Time and Urgency.

Time and urgency seem to be uniquely tied together…

If your essay isn’t due for another month… you’re not really sweating it yet. If your flight doesn’t leave for another week, you’re not even thinking of packing. If that camp or retreat you’re preaching isn’t for another 6 months, you’ve got lots of time to get ready for it.

When there’s lots of time, there’s little urgency.

Now, let’s flip the coin. That essay is due tonight at midnight, and you’re only half way done. The big exam is tomorrow, and you really wish you had’ve studied more to feel ready for it, so instead you’re CRAMMING. You want that birthday package to arrive on time to your sister, so you pay an extra $12.75 for the ‘RUSH’ delivery, which you wouldn’t have had to if you thought of it three days earlier. Can’t you just feel the pressure?

When there’s little time, there’s lots of urgency.

Let’s face it – unpreparedness stinks. It adds unnecessary pressure. It throws our life of kilter, and it COSTS us extra energy, time and money. If we keep putting off the important things, we end up being caught in a ‘too much to do, not enough time’ situation.

**DATA SHOWN:**

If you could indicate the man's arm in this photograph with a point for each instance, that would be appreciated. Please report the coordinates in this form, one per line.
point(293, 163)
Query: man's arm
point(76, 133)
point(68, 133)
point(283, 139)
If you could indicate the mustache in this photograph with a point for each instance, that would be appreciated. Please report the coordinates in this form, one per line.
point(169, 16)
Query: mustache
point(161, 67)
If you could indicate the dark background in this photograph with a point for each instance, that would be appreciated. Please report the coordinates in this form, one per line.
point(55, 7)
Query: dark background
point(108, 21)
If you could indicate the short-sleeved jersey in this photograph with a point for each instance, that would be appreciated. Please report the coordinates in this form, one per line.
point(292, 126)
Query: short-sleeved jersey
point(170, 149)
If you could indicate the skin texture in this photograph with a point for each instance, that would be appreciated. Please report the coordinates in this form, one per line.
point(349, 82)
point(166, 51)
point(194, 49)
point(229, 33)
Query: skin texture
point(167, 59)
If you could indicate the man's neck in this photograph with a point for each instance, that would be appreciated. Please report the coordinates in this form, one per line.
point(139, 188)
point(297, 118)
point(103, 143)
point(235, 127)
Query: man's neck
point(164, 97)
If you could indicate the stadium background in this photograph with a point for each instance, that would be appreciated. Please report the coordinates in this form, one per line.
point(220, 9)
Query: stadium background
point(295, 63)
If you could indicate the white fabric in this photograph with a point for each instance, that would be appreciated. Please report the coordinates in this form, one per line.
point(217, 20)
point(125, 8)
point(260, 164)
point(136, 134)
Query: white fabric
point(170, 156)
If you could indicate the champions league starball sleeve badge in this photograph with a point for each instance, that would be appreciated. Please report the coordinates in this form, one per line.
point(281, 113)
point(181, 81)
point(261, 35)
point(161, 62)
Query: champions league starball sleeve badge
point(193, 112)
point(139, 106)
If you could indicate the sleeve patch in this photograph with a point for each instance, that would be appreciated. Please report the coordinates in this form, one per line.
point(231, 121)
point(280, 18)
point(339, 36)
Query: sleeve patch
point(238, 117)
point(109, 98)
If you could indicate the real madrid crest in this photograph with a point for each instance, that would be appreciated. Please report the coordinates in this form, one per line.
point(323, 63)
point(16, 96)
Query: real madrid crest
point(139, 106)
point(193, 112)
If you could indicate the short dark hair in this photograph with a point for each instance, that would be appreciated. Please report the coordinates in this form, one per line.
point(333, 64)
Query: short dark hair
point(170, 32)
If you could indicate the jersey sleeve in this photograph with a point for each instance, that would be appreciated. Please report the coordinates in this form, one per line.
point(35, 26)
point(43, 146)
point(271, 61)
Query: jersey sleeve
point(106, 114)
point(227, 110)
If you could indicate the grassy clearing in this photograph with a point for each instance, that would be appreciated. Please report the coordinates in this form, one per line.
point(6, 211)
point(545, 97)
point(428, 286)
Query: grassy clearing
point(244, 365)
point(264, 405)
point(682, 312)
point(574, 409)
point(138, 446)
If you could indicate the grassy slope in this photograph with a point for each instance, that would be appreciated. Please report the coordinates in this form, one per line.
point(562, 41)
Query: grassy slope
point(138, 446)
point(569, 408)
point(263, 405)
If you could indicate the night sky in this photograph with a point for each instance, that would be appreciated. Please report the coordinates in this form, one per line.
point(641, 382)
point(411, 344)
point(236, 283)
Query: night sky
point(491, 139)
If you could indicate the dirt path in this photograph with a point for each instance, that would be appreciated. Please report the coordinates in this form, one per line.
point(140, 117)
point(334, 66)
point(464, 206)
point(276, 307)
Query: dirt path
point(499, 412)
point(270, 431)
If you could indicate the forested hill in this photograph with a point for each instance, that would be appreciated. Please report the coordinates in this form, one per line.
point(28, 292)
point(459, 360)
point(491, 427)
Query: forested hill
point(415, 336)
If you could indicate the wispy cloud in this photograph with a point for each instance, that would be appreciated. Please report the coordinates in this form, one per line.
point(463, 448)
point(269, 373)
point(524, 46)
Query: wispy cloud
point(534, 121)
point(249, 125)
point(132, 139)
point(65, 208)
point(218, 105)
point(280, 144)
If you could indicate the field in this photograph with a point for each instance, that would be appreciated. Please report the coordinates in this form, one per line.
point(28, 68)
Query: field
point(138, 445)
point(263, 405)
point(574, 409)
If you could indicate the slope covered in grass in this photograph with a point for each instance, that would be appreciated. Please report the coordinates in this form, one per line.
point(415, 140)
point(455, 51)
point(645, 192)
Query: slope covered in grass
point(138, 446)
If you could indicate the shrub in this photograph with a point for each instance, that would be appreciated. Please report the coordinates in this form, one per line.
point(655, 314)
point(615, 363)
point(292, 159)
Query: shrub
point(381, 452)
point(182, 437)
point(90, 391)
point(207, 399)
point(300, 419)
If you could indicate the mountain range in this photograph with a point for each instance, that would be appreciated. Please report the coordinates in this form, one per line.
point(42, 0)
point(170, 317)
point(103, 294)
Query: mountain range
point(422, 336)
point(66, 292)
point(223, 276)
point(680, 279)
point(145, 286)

**TASKS:**
a: Edit the piece on time and urgency by rewriting the passage that begins at the words "Time and Urgency." and ends after "ready for it.", with "flight" changed to "train".
b: Resume the piece on time and urgency, picking up right after its last sentence.

**WRITTEN ANSWERS:**
a:
Time and Urgency.

Time and urgency seem to be uniquely tied together…

If your essay isn’t due for another month… you’re not really sweating it yet. If your train doesn’t leave for another week, you’re not even thinking of packing. If that camp or retreat you’re preaching isn’t for another 6 months, you’ve got lots of time to get ready for it.

b:
I’ve been thinking of all this, because last week, an incredible man of God passed away, and is now in the Presence of God for eternity.

Roosevelt Hunter was so many things to so many people. He was one of the greatest preacher’s anyone has ever heard. He was a dreamer. He was a mentor. He was a friend. He was a family man. In so many ways, he was a hero – which was affirmed by the fact that nearly a thousand people traveled to Florida to celebrate his life one more time at his funeral.

In his passing, you could say that he left a lot of things behind. A wife, and two children. A continent of churches. A contact list full of friends, and a quiver full of proteges. But I want to focus in one one of the most important things he left behind.

His example.

Roosevelt’s life truly embodied a life of FULLNESS. Every message in the pulpit. Every conversation. Every exchange. Every minute of every day seemed to be full of life, joy, purpose and authenticity.

He was never waiting around for an opportunity to make a difference. He was never waiting around for change. He became the change. He MADE a difference in every moment. He was a champion of the NOW.

And now that he has passed on to the next dimension, he leaves us behind with a powerful legacy to follow:

Tomorrow has no guarantees. Make a difference TODAY. Make your life count NOW. In all things. In all relationships. In all conversations. In all tasks. In all purposes. Though it may seem like we have a lifetime ahead of us, let us all forbid the urgency of eternity to escape our hearts… because we never really know how much time we have left.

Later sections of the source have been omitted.